YOUR TASK =
Lines from the one with "fallen fence lying flat -> point" through the end of the listing below should be set down exactly, with no other line included.

WORKING DATA =
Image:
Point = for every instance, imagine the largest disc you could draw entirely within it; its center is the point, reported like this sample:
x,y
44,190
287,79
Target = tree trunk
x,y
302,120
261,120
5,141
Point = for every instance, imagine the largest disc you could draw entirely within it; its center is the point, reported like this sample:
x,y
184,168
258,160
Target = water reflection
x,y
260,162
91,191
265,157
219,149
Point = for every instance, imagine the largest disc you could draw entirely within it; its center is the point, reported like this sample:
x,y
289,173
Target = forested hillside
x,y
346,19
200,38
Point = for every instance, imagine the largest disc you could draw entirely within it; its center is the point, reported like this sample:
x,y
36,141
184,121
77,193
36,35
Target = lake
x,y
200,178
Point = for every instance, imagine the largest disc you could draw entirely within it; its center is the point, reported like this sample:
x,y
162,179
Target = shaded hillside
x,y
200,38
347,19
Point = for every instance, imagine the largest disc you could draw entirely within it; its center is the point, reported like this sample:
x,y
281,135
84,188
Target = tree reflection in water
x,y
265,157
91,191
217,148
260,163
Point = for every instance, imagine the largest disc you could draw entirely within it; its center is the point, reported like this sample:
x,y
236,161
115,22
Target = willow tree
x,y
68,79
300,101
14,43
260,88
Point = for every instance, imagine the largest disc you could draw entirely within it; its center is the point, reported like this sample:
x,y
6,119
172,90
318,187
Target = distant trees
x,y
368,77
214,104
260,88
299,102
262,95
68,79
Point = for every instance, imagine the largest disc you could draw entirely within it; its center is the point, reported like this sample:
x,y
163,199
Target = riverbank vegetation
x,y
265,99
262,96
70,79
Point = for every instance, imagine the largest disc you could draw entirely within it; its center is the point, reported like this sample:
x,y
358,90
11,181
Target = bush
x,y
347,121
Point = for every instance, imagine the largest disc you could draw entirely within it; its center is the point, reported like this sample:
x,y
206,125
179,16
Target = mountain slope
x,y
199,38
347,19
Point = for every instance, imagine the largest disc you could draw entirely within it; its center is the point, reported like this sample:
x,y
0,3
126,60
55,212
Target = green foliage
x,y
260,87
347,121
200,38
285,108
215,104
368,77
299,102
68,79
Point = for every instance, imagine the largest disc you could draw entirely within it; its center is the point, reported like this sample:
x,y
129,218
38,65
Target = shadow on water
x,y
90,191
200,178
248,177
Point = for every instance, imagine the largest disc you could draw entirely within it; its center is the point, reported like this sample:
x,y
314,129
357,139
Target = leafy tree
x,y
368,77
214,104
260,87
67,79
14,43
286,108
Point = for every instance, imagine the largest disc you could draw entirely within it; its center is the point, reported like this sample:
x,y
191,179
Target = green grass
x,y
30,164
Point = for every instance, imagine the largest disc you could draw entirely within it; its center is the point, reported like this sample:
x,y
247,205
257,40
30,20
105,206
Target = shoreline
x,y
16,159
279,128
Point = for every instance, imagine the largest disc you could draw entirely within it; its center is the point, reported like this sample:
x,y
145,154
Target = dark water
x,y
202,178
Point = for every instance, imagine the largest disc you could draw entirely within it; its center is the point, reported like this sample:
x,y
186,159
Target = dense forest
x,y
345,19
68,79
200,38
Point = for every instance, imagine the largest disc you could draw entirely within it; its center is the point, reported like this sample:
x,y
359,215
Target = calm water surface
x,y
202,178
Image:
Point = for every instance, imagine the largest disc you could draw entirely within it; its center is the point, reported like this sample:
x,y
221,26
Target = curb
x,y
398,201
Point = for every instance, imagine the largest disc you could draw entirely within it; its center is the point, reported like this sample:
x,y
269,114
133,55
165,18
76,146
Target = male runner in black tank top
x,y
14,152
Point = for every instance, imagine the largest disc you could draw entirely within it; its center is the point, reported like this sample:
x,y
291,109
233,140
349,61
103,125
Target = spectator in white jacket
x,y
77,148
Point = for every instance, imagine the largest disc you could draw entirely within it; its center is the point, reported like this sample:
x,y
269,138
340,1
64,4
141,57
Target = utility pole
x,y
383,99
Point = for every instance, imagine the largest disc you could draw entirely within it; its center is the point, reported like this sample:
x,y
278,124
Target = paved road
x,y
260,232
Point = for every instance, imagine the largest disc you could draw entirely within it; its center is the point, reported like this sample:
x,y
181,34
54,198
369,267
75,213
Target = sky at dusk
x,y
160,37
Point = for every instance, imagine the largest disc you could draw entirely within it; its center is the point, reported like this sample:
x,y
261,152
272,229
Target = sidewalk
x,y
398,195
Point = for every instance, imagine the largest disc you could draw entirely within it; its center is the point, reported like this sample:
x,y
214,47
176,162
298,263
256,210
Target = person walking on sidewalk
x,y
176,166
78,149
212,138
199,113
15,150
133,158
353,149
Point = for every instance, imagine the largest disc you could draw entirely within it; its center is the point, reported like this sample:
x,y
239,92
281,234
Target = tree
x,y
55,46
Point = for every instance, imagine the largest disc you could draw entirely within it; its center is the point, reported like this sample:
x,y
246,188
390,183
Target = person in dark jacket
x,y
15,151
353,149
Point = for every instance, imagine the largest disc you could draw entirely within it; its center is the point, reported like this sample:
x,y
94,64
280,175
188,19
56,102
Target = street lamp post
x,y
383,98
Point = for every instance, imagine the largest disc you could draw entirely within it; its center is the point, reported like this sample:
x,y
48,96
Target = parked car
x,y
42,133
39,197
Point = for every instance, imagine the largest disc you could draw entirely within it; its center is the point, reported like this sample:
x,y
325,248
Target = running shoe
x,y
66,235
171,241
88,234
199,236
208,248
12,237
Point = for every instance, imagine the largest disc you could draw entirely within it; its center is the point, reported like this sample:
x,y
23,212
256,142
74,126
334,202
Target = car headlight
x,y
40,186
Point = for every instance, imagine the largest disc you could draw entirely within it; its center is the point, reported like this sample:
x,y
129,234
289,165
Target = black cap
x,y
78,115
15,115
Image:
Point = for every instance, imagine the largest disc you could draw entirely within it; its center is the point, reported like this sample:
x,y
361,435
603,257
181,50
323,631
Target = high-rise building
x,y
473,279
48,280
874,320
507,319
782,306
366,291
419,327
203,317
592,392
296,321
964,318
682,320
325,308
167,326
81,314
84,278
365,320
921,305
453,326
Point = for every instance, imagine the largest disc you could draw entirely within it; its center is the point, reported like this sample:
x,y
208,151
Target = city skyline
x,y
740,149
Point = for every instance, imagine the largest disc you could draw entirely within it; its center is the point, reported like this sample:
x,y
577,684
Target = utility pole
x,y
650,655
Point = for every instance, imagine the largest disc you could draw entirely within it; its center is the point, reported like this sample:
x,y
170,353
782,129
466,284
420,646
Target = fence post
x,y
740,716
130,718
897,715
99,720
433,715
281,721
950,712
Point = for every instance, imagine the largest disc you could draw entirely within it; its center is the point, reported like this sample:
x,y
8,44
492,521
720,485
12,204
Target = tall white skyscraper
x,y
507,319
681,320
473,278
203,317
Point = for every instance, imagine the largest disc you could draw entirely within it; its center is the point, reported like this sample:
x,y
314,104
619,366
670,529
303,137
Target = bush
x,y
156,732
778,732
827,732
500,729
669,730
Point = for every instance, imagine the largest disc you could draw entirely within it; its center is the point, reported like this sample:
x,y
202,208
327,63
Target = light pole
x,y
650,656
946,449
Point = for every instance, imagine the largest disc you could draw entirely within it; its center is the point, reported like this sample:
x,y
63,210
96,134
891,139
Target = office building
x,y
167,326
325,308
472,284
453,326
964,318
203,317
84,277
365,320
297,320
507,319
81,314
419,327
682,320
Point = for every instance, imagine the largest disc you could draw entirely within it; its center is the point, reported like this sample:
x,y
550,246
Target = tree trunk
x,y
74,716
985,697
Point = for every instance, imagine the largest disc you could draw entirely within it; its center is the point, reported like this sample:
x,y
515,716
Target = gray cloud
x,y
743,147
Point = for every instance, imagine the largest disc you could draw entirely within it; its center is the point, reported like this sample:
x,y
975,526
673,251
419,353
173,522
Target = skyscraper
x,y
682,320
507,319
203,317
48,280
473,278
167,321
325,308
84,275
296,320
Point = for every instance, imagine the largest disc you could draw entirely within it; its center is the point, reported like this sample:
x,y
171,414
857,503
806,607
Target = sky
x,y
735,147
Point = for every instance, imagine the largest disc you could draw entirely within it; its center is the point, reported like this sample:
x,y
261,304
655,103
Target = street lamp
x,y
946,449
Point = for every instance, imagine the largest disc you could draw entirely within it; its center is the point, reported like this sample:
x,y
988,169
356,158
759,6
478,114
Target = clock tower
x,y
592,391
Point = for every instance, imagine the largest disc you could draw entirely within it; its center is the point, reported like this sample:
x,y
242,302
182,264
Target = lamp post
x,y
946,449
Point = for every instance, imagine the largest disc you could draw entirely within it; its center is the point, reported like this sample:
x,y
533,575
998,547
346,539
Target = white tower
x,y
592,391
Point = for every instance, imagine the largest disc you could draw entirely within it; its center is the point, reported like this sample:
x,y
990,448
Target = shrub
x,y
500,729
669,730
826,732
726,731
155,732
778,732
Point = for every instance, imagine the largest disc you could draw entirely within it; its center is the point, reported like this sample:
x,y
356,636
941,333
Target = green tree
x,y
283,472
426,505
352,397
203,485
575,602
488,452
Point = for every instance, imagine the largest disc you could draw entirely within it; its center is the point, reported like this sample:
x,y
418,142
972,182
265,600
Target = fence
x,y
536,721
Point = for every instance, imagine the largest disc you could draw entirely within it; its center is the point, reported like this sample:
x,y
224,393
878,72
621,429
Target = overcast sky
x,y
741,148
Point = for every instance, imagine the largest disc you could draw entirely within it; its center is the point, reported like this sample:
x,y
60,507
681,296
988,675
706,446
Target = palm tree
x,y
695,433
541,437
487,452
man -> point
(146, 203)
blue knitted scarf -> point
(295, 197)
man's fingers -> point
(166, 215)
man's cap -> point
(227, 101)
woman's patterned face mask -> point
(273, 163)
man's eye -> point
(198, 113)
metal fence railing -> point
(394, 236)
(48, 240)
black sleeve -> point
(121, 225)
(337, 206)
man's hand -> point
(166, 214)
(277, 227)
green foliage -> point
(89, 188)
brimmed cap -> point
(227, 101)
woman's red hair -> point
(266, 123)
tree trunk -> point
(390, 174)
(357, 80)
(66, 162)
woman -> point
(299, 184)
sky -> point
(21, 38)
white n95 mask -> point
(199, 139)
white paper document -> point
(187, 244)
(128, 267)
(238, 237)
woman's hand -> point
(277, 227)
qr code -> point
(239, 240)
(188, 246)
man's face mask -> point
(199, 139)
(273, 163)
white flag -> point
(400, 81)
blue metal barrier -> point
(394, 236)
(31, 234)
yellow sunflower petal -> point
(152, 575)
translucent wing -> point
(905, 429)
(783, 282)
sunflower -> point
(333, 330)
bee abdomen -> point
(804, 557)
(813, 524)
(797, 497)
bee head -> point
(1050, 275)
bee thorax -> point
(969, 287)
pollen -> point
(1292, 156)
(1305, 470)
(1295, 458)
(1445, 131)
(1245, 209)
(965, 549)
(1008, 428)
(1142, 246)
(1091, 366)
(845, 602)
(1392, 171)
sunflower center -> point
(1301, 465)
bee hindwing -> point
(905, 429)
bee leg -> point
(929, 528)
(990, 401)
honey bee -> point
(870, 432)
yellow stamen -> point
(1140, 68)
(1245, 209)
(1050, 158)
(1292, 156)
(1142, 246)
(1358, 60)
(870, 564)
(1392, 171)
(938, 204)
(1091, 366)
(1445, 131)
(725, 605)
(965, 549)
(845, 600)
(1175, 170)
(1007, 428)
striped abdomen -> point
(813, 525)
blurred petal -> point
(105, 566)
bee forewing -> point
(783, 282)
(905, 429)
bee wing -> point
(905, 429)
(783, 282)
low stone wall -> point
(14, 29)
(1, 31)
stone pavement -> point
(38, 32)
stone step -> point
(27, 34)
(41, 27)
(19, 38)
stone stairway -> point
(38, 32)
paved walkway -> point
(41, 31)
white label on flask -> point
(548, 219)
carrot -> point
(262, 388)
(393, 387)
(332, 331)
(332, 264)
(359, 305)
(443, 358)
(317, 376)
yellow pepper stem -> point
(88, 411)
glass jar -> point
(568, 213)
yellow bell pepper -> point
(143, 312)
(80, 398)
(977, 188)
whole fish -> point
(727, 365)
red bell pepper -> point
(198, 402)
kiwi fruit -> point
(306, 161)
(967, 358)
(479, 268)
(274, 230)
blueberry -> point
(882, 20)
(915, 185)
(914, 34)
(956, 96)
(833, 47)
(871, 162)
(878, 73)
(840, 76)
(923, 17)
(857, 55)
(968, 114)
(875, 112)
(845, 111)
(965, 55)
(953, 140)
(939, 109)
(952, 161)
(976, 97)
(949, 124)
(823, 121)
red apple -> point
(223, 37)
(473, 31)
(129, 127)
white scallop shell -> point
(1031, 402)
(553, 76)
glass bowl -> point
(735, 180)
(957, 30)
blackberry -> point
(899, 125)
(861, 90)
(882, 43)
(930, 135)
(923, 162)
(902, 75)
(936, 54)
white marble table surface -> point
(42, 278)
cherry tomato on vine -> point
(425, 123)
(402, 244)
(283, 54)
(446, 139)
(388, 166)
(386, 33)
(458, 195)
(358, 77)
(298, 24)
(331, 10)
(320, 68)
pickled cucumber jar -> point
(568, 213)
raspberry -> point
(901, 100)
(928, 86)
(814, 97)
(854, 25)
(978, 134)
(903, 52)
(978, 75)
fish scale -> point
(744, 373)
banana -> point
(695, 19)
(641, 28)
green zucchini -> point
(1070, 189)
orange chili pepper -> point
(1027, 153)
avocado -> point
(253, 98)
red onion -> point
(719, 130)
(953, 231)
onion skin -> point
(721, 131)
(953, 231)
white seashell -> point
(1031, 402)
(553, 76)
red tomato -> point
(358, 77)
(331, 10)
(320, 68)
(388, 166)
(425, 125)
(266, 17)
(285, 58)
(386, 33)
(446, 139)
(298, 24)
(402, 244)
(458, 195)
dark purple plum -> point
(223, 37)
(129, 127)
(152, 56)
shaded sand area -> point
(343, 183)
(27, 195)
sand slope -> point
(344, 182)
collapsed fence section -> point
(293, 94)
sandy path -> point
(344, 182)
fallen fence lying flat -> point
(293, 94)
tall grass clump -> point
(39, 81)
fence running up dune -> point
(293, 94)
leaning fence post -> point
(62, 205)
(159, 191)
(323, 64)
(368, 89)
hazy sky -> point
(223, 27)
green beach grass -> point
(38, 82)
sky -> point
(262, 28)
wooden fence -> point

COMPLETED EXERCISE =
fallen fence lying flat -> point
(293, 94)
tall grass clump -> point
(39, 81)
fence running up dune -> point
(293, 94)
leaning fence post -> point
(62, 205)
(159, 191)
(323, 64)
(368, 89)
hazy sky -> point
(223, 27)
green beach grass -> point
(38, 82)
sky -> point
(262, 28)
wooden fence -> point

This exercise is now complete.